:: Excerpted text ::
[Start of section]
AT&T 5G plans will tap millimeter wave spectrum
After initially announcing its plans to offer mobile 5G in 2018, AT&T identified Dallas and Waco, Texas, and Atlanta Georgia, as the first cities where it will deploy network services based on the 3GPP non-standalone 5G New Radio (NR) standard. The operator said it would name more focus cities “in the coming months.”
When AT&T first announced its 5G intentions in January, it wasn’t clear what type of end-user equipment would be in market to support 5G. In its most recent statement, AT&T noted, “We will add more 5G capable mobile devices and smartphones in early 2019 and beyond.”
SVP of Wireless Network Architecture and Design Igal Elbaz touted alignment with the NSA 5G NR standard, which was finalized in December 2017. “After significantly contributing to the first phase of 5G standards, conducting multi-city trials and literally transforming our network for the future, we’re planning to be the first carrier to deliver standards-base mobile 5G–and do it much sooner than most people thought possible.”
One of the tests Elbaz references was in Waco. Last year Waco’s Magnolia Market at the Silos — the brainchild of HGTV’s “Fixer Upper” stars Chip and Joanna Gaines — received 5G-backed Wi-Fi to visitors and to vendors who serve the retail site with food trucks and other offerings.
[End of section]
:: Stored data ::
[Start of section]
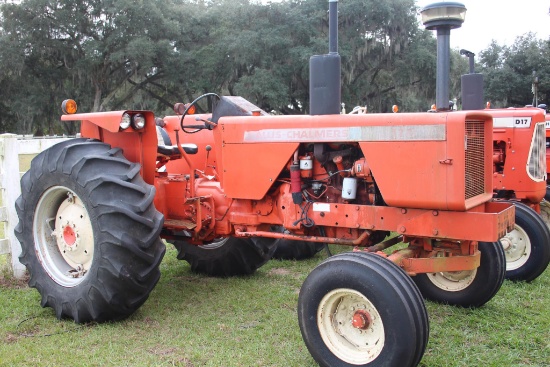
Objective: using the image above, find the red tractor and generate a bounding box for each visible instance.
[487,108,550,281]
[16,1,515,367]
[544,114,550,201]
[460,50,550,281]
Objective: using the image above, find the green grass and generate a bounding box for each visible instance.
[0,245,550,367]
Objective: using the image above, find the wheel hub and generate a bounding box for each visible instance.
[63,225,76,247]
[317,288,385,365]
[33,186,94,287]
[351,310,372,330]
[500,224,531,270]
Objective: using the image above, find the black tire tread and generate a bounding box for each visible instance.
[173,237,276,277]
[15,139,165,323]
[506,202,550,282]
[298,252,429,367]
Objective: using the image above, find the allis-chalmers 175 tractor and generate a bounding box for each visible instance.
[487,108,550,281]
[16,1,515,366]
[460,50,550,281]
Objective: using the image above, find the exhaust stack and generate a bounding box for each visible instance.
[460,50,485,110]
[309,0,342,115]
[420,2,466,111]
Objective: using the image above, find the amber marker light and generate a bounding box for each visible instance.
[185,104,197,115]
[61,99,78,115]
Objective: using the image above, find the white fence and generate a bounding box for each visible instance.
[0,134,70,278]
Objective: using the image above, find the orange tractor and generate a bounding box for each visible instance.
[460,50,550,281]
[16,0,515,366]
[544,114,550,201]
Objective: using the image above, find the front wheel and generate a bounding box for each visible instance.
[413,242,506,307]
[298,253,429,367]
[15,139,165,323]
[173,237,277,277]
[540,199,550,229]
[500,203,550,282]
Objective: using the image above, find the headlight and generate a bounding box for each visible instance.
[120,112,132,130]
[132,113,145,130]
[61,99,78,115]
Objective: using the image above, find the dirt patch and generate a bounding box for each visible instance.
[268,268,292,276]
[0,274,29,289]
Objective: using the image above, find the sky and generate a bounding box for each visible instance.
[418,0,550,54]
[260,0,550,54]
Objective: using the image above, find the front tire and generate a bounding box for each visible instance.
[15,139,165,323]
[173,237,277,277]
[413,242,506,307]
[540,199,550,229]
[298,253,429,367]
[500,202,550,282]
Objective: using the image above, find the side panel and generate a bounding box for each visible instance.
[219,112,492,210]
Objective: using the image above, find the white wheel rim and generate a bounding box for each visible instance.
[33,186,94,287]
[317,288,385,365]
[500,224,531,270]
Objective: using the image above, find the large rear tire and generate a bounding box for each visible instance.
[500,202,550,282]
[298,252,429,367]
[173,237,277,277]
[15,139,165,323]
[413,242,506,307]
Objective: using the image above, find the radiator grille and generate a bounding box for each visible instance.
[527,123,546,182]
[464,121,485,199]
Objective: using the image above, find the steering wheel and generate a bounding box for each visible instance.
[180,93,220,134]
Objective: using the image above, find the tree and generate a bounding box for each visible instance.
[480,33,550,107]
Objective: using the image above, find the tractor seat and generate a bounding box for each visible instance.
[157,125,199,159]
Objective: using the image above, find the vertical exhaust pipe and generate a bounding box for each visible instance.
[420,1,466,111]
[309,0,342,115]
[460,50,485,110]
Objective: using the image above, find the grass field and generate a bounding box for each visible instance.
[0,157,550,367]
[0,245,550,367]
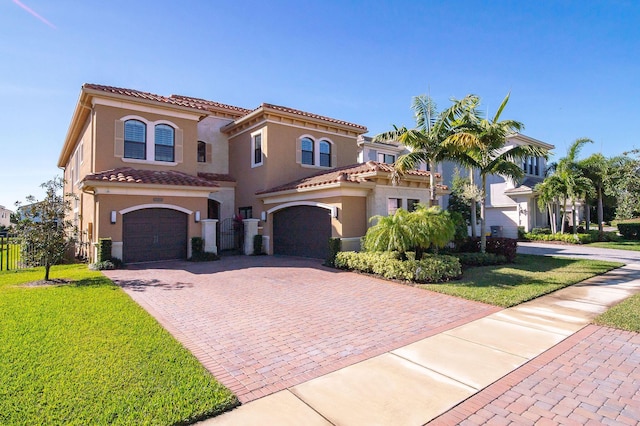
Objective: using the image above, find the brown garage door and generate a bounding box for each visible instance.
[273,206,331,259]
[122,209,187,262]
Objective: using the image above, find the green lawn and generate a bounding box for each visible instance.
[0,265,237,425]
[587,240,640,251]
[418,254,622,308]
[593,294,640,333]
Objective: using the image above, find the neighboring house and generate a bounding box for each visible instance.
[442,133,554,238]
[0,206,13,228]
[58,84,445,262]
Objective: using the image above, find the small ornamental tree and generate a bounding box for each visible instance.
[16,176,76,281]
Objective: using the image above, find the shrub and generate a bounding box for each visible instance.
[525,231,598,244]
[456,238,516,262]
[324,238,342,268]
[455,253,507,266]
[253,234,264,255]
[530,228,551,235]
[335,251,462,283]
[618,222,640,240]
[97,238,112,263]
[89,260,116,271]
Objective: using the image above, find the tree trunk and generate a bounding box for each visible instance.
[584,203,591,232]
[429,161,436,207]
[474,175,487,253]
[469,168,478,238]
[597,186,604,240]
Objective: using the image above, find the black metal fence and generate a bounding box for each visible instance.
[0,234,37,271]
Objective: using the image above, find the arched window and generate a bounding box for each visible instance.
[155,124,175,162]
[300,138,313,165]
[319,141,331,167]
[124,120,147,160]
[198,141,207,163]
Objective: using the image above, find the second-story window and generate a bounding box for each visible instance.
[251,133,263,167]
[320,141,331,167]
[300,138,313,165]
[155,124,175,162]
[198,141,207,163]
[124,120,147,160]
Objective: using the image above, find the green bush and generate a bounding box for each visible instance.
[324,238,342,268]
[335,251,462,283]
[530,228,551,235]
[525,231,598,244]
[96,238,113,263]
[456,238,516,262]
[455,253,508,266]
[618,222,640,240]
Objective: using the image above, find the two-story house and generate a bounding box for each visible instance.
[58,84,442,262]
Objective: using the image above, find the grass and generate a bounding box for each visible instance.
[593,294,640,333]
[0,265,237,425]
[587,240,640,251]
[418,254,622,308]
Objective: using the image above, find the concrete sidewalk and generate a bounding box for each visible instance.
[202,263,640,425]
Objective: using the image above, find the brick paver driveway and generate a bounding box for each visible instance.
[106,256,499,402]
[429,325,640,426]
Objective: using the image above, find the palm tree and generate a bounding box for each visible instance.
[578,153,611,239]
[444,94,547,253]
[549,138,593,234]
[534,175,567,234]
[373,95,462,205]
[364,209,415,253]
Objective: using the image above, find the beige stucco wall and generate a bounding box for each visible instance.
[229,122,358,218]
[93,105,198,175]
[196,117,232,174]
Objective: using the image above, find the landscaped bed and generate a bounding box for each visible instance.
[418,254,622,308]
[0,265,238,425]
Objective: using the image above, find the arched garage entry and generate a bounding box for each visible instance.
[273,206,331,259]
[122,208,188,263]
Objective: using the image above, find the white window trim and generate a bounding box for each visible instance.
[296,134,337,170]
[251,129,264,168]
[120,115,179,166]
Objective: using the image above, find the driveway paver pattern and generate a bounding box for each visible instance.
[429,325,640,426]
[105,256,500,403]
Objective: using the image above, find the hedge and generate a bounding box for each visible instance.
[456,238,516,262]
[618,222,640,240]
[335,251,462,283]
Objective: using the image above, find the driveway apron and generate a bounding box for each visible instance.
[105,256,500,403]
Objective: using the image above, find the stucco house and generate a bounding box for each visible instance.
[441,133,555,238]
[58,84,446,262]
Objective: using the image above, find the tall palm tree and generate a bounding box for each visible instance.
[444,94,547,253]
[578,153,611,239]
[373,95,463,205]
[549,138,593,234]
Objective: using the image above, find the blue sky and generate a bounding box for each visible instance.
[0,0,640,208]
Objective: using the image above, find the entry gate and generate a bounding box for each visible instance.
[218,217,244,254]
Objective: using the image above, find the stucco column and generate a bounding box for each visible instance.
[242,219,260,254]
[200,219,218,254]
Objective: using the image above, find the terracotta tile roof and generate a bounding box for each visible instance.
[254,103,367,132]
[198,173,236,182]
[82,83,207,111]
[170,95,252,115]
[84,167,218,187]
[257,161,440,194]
[End of section]
:: Requirement A ::
Retype the article on AT&T's 5G plans word for word, everything from "One of the tests" down to "and other offerings.".
:: Requirement B ::
Extend the article on AT&T's 5G plans, picking up right after its final sentence.

:: Response A ::
One of the tests Elbaz references was in Waco. Last year Waco’s Magnolia Market at the Silos — the brainchild of HGTV’s “Fixer Upper” stars Chip and Joanna Gaines — received 5G-backed Wi-Fi to visitors and to vendors who serve the retail site with food trucks and other offerings.

:: Response B ::
From 5G equipment on a cell tower about 175 meters away, AT&T is using 28 GHz spectrum to connect a single piece of 5G customer premise equipment at the Silos, which in turn feeds a system of Wi-Fi nodes scattered around the property. AT&T designed the entire system, with the exception of utilizing some existing wiring, according to Dave Wolter, AVP of radio technology and strategy for AT&T Labs.
Wolter is based in Austin, another city where AT&T tested out pre-standard 5G fixed wireless access for multiple-dwelling units and enterprise customers including a local dentist office and car wash. Building on those Austin trials, testing was expanding to Waco, Kalamazoo, Mich., and South Bend, Ind.
While it has only named three cities so far, AT&T has said that 5G networks will rely on dense networks of small cells, and has potentially dropped a hint by publicly praising three U.S. cities that have paved the way for small cells.
Indianapolis, Ind., Minneapolis, Minn. and Little Rock, Ark., were singled out by AT&T for “the adoption and implementation of processes and cost structures that facilitate small cell deployment.” Joan Marsh, AT&T’s EVP for regulatory and state external affairs, said these three cities are all “leaning with us into the next generation of technologies.”
Click here to learn more about how cities are working to accommodate small cells.
Automating network operations through software-defined networking has been a long-term push of AT&T, which pioneered the space with the development of its ECOMP (Enhanced Control, Orchestration, Management and Policy) software, which has since been combined with Huawei OPEN-O into what the open source Linux Foundation distributes as ONAP (Open Network Automaton Platform).
According to AT&T, 55% of its network was virtualized at the end of 2017, and the plan calls for 75% software control by 2020.